Rescale the records below by copying every line, but multiply each coordinate in the answer polygons by 0.55 and round it to a whole number, with halves rounded up. Leave all other numbers as they are, including the format sample's coordinates, and omit the pictures.
=-=-=
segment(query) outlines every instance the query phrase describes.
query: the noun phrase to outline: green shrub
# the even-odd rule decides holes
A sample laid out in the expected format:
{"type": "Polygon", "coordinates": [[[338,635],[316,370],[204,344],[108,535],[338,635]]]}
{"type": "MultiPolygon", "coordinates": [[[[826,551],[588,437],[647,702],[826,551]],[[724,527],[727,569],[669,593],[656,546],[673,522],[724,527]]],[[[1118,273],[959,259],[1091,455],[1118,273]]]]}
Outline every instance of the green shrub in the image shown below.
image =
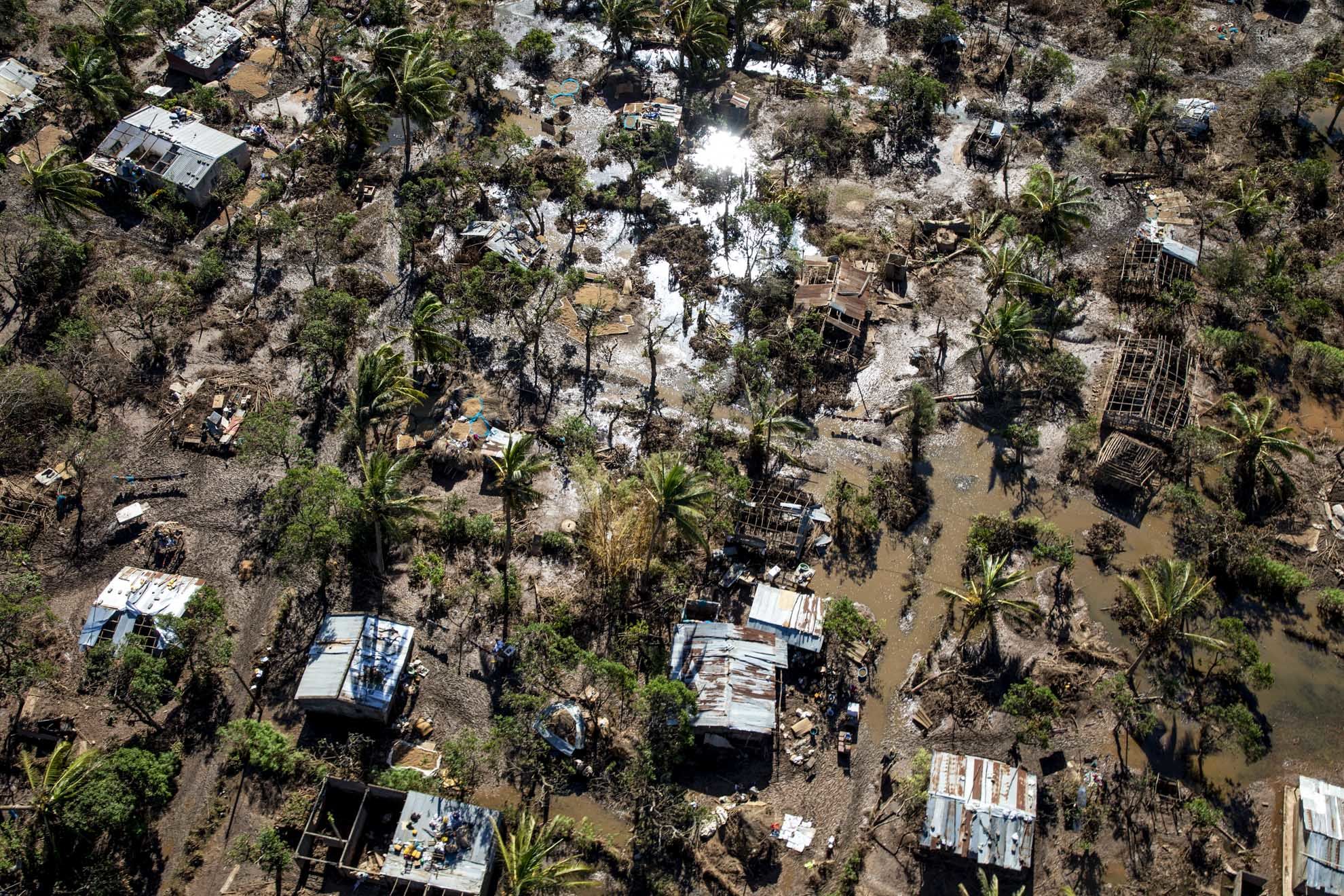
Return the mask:
{"type": "Polygon", "coordinates": [[[1251,553],[1242,560],[1236,567],[1236,575],[1245,580],[1247,586],[1245,590],[1275,600],[1292,600],[1302,588],[1312,584],[1312,576],[1263,553],[1251,553]]]}
{"type": "Polygon", "coordinates": [[[1316,602],[1316,615],[1321,625],[1329,629],[1344,627],[1344,591],[1339,588],[1325,588],[1320,600],[1316,602]]]}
=-=-=
■ **Exercise output**
segment(query) outlines every instance the query phrase describes.
query: the noun phrase to outline: green shrub
# the even-odd rule decides holes
A sample laid out in the expected format:
{"type": "Polygon", "coordinates": [[[338,635],[316,370],[204,344],[108,535],[338,635]]]}
{"type": "MultiPolygon", "coordinates": [[[[826,551],[588,437],[647,702],[826,551]],[[724,527],[727,569],[669,593],[656,546],[673,522],[724,527]]],[[[1118,273],[959,259],[1091,455],[1118,273]]]]}
Outline every instance of the green shrub in the image shown below.
image =
Return the mask:
{"type": "Polygon", "coordinates": [[[688,304],[683,308],[680,312],[680,316],[685,319],[686,322],[685,325],[701,330],[711,330],[716,323],[722,321],[722,317],[695,304],[688,304]]]}
{"type": "Polygon", "coordinates": [[[724,331],[724,338],[727,344],[731,346],[739,345],[739,325],[736,323],[729,323],[726,330],[724,331]]]}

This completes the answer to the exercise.